EXERCISE:
Give the part of the listing below as a numbered list, starting with the line containing "Objective — one point per instance of the arched window" and continuing through the final line of the listing, both included. Leave out any blank lines.

DATASET ROWS:

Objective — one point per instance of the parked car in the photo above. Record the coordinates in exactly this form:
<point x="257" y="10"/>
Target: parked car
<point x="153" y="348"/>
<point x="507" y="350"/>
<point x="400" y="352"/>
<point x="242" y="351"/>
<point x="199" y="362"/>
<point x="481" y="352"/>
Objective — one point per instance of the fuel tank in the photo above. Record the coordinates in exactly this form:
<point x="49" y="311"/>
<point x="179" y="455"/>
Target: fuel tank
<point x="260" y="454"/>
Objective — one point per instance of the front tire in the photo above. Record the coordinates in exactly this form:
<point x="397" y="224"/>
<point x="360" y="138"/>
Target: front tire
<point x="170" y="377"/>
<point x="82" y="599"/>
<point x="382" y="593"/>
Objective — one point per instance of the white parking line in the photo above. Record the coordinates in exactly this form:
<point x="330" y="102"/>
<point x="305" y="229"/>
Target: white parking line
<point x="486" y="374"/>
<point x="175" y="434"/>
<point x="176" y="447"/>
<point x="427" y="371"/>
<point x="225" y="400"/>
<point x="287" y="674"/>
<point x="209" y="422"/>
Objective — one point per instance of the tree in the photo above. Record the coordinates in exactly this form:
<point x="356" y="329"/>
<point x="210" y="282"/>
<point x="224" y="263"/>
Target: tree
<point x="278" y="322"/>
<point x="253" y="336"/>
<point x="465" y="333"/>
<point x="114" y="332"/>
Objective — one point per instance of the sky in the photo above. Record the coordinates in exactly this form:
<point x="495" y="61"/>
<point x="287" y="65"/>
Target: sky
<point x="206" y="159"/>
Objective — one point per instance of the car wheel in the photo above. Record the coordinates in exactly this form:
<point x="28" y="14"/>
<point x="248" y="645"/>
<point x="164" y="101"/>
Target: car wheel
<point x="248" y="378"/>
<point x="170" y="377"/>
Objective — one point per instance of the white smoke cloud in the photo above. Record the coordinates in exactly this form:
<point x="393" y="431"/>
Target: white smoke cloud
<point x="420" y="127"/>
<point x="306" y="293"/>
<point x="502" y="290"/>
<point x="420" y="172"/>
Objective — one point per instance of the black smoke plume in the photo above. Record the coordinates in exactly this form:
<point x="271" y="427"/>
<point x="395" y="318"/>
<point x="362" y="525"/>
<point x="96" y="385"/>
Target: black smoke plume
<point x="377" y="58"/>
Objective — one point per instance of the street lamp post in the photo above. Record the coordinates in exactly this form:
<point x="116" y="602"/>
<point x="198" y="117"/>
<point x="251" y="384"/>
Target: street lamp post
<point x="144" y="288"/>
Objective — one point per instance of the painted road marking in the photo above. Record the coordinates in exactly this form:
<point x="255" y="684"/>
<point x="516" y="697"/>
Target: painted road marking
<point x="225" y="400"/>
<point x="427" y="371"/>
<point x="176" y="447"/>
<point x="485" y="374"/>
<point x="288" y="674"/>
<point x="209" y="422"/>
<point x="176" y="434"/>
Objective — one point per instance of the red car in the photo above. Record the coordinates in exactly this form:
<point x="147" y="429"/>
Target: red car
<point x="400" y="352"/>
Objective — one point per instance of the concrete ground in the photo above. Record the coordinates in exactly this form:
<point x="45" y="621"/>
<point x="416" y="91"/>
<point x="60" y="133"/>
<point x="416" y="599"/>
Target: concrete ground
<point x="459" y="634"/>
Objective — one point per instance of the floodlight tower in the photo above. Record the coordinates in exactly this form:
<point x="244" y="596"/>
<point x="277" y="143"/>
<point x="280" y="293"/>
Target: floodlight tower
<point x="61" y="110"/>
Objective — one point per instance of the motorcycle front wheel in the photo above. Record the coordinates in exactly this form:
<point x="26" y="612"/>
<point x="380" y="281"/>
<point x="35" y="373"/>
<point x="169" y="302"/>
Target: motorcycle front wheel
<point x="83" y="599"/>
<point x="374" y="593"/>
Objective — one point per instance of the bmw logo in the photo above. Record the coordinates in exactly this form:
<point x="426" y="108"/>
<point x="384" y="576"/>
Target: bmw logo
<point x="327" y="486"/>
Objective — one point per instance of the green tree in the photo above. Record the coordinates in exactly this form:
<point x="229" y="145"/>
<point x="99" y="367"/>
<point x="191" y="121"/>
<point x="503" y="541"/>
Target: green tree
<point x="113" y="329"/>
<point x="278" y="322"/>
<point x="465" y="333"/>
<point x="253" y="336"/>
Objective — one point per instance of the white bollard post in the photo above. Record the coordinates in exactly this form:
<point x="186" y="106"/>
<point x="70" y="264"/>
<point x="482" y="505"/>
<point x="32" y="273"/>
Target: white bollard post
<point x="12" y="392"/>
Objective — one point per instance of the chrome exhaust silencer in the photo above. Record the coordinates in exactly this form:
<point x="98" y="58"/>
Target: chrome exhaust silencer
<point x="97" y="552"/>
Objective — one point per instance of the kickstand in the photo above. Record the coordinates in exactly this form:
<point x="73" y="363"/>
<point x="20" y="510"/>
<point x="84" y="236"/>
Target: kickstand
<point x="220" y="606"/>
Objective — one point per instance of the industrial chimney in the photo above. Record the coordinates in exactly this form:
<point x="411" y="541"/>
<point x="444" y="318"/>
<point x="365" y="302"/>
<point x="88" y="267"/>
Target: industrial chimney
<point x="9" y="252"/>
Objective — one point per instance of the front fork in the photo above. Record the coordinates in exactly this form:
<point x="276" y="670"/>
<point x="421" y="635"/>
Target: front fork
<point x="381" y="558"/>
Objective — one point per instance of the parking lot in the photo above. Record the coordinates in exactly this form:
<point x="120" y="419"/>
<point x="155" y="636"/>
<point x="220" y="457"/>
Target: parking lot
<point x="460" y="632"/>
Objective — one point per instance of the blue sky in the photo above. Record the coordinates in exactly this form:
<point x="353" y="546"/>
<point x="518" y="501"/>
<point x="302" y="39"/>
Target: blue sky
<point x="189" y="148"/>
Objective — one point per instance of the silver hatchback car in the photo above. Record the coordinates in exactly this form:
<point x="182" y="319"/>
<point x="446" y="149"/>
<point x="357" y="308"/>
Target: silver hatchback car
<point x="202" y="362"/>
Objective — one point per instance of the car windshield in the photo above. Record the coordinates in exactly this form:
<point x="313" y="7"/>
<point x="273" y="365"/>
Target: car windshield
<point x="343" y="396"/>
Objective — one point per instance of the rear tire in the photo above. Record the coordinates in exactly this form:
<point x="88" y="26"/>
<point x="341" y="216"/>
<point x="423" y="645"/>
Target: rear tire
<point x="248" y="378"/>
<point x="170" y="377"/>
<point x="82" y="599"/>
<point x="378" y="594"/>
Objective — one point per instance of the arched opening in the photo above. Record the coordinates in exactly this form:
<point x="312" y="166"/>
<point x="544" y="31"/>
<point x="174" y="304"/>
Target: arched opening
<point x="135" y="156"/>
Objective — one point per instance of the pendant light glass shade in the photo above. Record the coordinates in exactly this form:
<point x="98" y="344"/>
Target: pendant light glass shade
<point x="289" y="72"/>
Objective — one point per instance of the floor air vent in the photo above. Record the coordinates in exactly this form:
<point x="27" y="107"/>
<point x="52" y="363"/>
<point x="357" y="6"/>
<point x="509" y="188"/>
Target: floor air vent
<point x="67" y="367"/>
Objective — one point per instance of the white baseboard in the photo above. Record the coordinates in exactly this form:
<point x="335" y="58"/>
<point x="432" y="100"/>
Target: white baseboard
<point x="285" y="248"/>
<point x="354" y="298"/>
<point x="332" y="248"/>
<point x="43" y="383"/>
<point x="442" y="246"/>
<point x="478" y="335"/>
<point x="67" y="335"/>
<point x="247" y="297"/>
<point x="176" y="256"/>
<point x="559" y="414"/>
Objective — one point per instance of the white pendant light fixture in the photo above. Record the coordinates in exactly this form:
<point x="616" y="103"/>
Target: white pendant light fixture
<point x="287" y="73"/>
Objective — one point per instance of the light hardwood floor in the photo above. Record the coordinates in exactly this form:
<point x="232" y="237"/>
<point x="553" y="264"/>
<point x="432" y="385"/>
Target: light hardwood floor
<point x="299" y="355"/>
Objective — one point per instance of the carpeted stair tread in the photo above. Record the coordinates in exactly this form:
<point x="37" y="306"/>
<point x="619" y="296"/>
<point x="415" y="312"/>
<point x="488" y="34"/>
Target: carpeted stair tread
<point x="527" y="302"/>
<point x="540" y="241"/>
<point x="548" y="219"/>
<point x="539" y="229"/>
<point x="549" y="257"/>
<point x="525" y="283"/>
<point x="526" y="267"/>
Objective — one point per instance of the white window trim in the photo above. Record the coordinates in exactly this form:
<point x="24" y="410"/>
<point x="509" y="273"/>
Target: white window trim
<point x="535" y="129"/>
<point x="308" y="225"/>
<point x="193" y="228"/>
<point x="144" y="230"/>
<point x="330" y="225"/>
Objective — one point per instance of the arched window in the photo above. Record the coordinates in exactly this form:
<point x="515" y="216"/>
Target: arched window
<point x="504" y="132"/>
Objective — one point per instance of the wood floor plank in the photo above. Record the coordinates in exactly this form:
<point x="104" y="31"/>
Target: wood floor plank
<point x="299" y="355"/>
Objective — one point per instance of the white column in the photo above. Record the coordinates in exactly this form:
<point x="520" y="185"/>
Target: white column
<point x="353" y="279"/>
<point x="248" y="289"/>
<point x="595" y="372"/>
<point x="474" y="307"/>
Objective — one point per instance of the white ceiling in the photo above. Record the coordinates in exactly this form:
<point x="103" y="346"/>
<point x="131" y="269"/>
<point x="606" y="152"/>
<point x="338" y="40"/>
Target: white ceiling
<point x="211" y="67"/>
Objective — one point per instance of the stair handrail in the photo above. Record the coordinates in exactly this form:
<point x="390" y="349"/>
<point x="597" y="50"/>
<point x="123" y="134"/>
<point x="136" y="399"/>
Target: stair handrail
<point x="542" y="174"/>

RIGHT ANSWER:
1. Objective — one point per instance of the arched window in the photo above. Record the coordinates in exactly this form:
2. <point x="515" y="216"/>
3. Target: arched window
4. <point x="504" y="132"/>
5. Objective — one point per instance of the wood floor plank in the photo above. Record the coordinates in exactly this form:
6. <point x="104" y="31"/>
7. Target: wood floor plank
8. <point x="299" y="355"/>
9. Objective — one point per instance of the white column in the photo above. Record the coordinates in exactly this form:
10. <point x="520" y="185"/>
11. Target: white column
12. <point x="353" y="279"/>
13. <point x="248" y="289"/>
14. <point x="595" y="372"/>
15. <point x="474" y="307"/>
16. Objective — one point per instance of the white ceiling in the photo above. Record the coordinates in exactly this form:
17. <point x="103" y="346"/>
18. <point x="131" y="269"/>
19. <point x="606" y="152"/>
20. <point x="338" y="40"/>
21. Target: white ceiling
22. <point x="211" y="67"/>
23. Objective — one point per instance of the stair handrail in the photo above. Record the coordinates in exactly this form:
24. <point x="390" y="349"/>
25. <point x="597" y="50"/>
26. <point x="123" y="134"/>
27. <point x="136" y="399"/>
28. Target: stair handrail
29. <point x="542" y="174"/>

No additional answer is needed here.